◆ Work instructions: Write what comes next in the article on erectile dysfunction drugs for Duchenne muscular dystrophy, picking up after its final sentence.

◆ Text excerpt:
====================

Viagra or Cialis could treat Duchenne muscular dystrophy

Erectile dysfunction (ED) medications for adult males such as Viagra and Cialis could be beneficial for boys suffering with the muscle disease Duchenne muscular dystrophy (DMD), according to the findings of a new study.

The small study – published online May 7 in the journal Neurology – included 10 boys between the age of eight and 13 with the disease, and the researchers discovered that popular male impotence drugs Viagra and Cialis worked at boosting blood flow to the impaired and weakened muscles in the boys.

“Boys with Duchenne muscular dystrophy have a blood flow abnormality – delivery of blood and oxygen to their muscles – that does not increase the way it should during mild exercise,” commented lead researcher Dr Ronald Victor, the associate director of the Cedars-Sinai Heart Institute in Los Angeles.

Not a commonly known ailment, DMD is a genetic condition that may be inherited which causes muscle weakness and begins during childhood. Signs of DMD are when the child has difficulty standing up, climbing or running. It primarily effects boys in their early childhood and unfortunately they can only expect to live into their 20s or 30s. Some girls may also carry the Duchenne gene.

Treatment with medication such as corticosteroids can slow down muscle degeneration and provide protection for heart and lung function, but they have no impact on the abnormal blood flow. In addition, there are more than a quarter of patients unable to tolerate steroids or their side effects.

For the study, scientists based at the Cedars-Sinai Institute looked at the impact ED medications had for the 10 boys with DMD and experiencing blood flow problems. All the boys were initially using steroids and they were subsequently compared against 10 healthy boys in the same age group.

====================

◆ Information supplied:
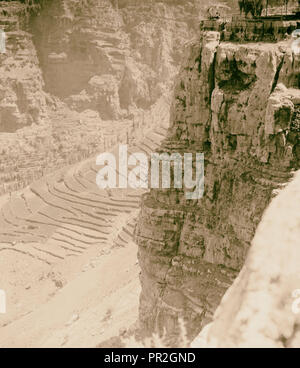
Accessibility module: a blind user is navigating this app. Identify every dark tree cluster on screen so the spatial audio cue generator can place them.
[239,0,264,18]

====================

◆ Response:
Those with DMD were still able to walk, but some used a wheelchair or scooter too. Their blood pressure was taken during rest and whilst performing a handgrip exercise. Despite taking steroids, the boys with Duchenne were found to have abnormal blood flow.

Tests were conducted again after the boys were given a single dose of either sildenafil (commonly known as Viagra) or tadalafil (commonly known as Cialis). After a fortnight, those given sildenafil were switched to tadalafil, and vice versa, with tests carried out yet again.

Treatment with both drugs resulted in improved blood flow in the boys with Duchenne, even equalling that of the healthier boys.

In regards to side effects from taking what are obviously adult-only medications, Dr Victor says: “A few boys in our study had erections after taking these drugs. The erections were not painful and not dangerous and resolved spontaneously without treatment.”

It is not known if the anti-impotence drugs will slow progression of the disease and Dr Victor believes a much larger trial could help solve this mystery.

“The findings in this small study led to a large clinical trial, which is enrolling now in the U.S. and abroad, to see if 48 weeks of treatment with once-daily Cialis will slow the decline in walking ability in 7- to 14-year-old boys with Duchenne. The findings offer some hope, but we need to wait for the results of the large treatment trial to see if daily treatment with Cialis has a clinically meaningful benefit for boys with this form of muscular dystrophy.”